=== What to produce ===
Count how many lines below include the string "balcony". Only that number should appear in the reply.

(Recorded data)

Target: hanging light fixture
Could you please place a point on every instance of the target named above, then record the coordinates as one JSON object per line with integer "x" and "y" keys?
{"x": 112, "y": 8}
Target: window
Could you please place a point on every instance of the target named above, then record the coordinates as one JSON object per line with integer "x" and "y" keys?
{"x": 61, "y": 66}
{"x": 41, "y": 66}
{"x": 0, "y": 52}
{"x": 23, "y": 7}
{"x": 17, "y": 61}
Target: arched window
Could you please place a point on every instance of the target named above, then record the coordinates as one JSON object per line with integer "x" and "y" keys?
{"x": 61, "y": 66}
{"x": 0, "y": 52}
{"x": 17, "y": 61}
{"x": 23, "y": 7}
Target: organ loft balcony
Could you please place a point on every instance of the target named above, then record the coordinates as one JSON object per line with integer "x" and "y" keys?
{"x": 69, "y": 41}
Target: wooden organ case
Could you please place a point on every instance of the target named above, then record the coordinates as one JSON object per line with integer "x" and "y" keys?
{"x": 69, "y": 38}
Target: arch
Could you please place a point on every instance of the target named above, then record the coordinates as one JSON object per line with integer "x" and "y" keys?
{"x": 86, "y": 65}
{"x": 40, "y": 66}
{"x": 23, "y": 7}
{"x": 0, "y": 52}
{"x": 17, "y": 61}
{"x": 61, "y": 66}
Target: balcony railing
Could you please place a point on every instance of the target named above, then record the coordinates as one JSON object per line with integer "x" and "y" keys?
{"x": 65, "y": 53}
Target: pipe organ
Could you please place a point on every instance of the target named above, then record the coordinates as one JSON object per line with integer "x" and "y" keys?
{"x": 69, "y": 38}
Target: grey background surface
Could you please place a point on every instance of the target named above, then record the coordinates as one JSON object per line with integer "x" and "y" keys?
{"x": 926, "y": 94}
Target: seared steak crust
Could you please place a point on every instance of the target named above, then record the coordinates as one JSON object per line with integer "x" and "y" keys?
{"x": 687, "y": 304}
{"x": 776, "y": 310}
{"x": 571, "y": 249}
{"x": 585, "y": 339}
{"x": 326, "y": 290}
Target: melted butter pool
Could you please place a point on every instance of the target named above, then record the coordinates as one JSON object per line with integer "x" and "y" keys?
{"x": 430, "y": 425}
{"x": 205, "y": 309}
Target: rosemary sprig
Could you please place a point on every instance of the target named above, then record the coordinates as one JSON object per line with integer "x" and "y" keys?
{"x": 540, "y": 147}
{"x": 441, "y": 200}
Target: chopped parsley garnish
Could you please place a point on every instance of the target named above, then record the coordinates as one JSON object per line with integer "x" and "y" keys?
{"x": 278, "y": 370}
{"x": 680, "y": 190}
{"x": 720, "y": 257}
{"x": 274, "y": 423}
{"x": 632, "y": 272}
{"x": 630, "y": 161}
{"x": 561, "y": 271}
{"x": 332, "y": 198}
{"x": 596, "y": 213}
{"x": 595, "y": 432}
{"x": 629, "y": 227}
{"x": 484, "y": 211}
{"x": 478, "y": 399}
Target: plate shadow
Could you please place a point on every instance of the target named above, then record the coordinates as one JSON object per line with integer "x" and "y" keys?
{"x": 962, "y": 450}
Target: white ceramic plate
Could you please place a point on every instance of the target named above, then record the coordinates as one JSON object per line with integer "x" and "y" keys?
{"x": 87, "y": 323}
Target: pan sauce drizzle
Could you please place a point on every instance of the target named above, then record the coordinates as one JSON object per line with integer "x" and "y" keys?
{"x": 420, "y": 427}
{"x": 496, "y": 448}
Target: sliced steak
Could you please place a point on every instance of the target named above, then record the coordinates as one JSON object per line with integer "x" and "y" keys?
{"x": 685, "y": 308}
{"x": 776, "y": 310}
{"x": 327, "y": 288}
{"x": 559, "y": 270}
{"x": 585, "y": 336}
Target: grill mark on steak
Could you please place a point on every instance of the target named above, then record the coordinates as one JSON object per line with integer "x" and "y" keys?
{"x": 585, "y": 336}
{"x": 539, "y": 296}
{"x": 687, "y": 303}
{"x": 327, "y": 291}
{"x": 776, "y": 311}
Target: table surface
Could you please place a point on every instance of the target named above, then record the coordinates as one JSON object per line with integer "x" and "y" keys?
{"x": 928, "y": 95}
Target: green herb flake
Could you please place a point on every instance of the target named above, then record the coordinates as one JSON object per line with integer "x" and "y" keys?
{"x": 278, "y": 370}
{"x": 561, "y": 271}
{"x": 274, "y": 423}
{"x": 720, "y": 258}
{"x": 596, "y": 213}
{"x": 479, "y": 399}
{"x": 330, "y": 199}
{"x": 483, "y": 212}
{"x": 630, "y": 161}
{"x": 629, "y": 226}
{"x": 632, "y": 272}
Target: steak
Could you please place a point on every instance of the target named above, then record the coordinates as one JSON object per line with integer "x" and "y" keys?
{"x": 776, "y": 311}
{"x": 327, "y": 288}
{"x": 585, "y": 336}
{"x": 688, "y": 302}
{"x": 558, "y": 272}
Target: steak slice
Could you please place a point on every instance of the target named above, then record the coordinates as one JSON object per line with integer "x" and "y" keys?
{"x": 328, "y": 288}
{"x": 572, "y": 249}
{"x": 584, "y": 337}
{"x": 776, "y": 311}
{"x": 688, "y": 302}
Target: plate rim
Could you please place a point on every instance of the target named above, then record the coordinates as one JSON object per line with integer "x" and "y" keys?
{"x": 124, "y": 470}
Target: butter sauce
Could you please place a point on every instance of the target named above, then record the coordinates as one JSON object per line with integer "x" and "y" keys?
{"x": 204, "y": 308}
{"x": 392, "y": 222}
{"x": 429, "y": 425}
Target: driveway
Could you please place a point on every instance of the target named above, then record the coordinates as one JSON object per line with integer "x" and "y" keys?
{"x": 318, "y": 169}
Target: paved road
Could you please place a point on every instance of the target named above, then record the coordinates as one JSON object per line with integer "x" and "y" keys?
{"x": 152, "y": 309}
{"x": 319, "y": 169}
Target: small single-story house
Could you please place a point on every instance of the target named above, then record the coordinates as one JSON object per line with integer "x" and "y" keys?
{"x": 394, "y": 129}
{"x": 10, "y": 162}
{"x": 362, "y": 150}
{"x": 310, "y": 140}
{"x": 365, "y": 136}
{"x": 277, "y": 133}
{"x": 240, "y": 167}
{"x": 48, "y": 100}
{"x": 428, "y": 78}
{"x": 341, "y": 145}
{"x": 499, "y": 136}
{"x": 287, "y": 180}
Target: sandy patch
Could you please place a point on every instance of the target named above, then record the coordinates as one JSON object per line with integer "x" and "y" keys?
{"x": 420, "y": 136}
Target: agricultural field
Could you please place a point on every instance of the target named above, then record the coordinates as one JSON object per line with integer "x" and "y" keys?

=== Response ===
2